→ Text shown
###
After hitting new highs in early trade on August 18, benchmark indices saw early gains wiped out due to profit-taking at higher levels. Sensex slipped 489 points from its record highs of 56,118 to end at 55,629, lower by 162 points or 0.29% while Nifty50 also dropped below the 16,600 mark to settle at 16,568, declining 45 points or 0.28%. Earlier in the day, Nifty hit a new peak of 16,701.
“The markets have shown some buoyancy since the beginning of August this year rising by 4.6%, primarily led by the technology pack which has continued to outperform, rising by a huge 8.5%. The strength seen in consumers and banking stocks recently has been modest. Cyclical sectors such as reality, metals, mid-cap, small cap indices and high beta sectors have seen corrections or underperformance. Metal sector that had seen a rebound towards the end of July this year has seen some flattening. It has been the strongest performer since the Covid-low in March last year with a rebound of 290%, followed by Small cap (213%) and Technology (200%),” said Dhananjay Sinha, MD & Chief – Strategist, JM Financial Institutional Securities.
The rally is not broad-based, which reflects a lack of conviction. The truncated nature of market performance reinforces the point that the pure liquidity-driven rally and multiple expansion are probably behind us. Global inflexions including rising evidence of peaking global growth which is evident now in China and US, US tapering – the stance of US central banks and correction in commodity price bubbles will define the market conditions, going forward. High inflation permeating into most countries, especially developed markets, is also significantly contributed by the persistence of supply chain disruptions, which have compounded the impact of post-pandemic demand recovery.
While the common belief is that the disruption will linger on for a long time, our view is that we will see evidence of improvement in the coming months, running up to the end of 2021. This in our view should result in a correction in commodity prices; thus providing support to export-oriented and resource-intensive manufacturing sectors, especially in the consumption space, Sinha added.
###
→ Prompt 1
Please transcribe the market report word for word, starting with "While the common" and going on through "space, Sinha added.".
→ Prompt 2
Write the next part of the market report, picking up right after its final sentence.
The entries that come after the market report are separate material.

→ Provided material
###
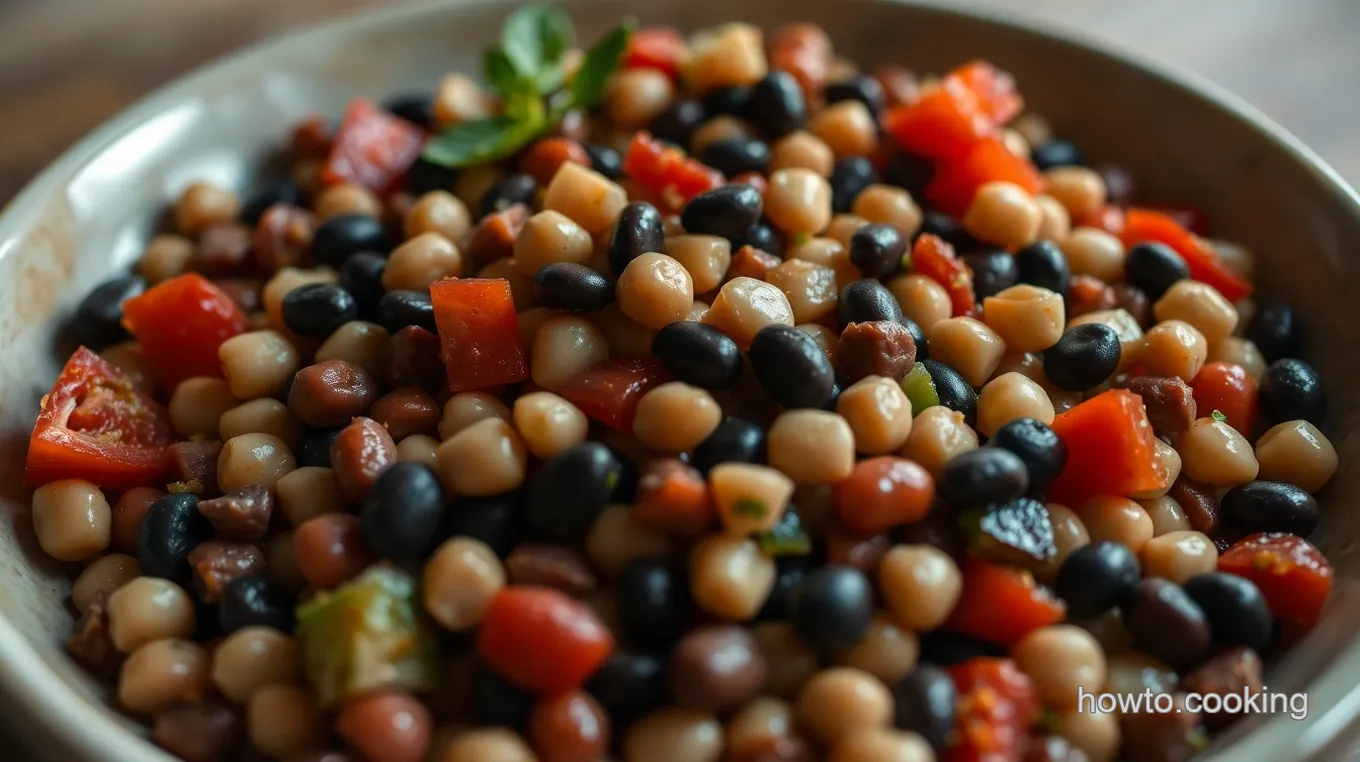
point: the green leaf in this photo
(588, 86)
###
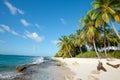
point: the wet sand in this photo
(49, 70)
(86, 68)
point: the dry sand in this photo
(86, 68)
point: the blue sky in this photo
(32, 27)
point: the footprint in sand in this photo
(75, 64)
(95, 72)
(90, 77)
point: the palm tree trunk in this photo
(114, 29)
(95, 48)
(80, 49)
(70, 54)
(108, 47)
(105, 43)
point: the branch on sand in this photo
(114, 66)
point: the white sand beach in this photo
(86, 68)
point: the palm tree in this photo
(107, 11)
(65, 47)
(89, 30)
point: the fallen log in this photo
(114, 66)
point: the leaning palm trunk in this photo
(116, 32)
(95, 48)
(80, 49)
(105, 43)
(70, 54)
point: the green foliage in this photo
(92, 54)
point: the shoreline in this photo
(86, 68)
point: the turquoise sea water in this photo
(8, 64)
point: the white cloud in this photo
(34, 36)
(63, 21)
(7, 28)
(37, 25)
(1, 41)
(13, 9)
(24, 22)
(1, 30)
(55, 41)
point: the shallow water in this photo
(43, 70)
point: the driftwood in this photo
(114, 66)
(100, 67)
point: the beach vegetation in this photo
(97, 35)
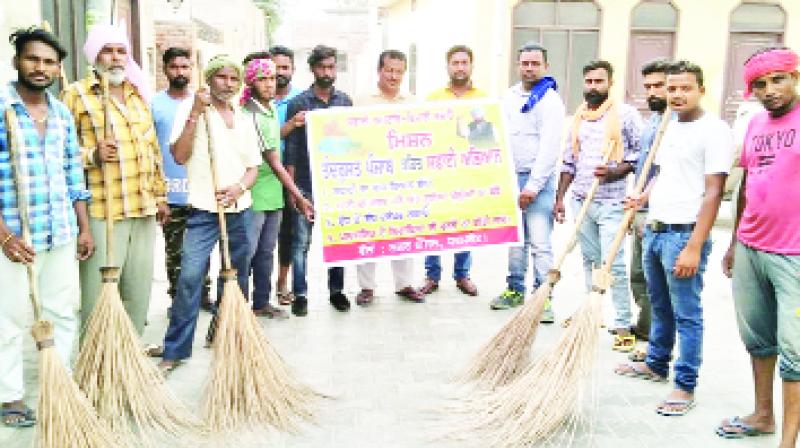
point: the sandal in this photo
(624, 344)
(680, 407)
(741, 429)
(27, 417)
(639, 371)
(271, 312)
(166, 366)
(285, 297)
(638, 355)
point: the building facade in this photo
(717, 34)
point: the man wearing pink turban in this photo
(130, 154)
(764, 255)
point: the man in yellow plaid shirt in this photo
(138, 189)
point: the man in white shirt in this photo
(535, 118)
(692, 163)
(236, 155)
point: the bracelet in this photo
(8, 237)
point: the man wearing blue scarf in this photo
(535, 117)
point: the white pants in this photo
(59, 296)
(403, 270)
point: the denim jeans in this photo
###
→ Expected answer 1
While the common belief is that the disruption will linger on for a long time, our view is that we will see evidence of improvement in the coming months, running up to the end of 2021. This in our view should result in a correction in commodity prices; thus providing support to export-oriented and resource-intensive manufacturing sectors, especially in the consumption space, Sinha added.

→ Expected answer 2
On the sectoral front indices ended mixed. Nifty FMCG index advance the most up by 0.69%, followed by the Nifty Pharma index rose 0.21% and Nifty IT continued it uptrend and ended with gains of 0.10%.
On the downside, the Nifty Bank and Nifty Metal indices was the worst performer as they plunged 0.87% and 0.81%, respectively. Whereas the Nifty Realty index slipped 0.77%, Nifty Auto was down 0.20%.
The broader market ended mix as on one end the BSE MidCap index advanced 0.26% to 23,121. While on the other end the BSE SmallCap index lost 0.18 and settled at 26,237.
The market breadth remained negative as 2,087 shares declined compared to 1,094 advanced and 114 remained unchanged.
European shares fell across the board while Asian were in the green on Wednesday, 18 August 2021 as investors monitored inflation data and looked ahead to the minutes from the Federal Reserve’s latest meeting.
The Federal Open Market Committee publishes its meeting minutes from its July meeting on Wednesday at 2 PM ET. The market participants will be looking for clues about the central bank’s stance on inflation and when it could suspend its bond buying program.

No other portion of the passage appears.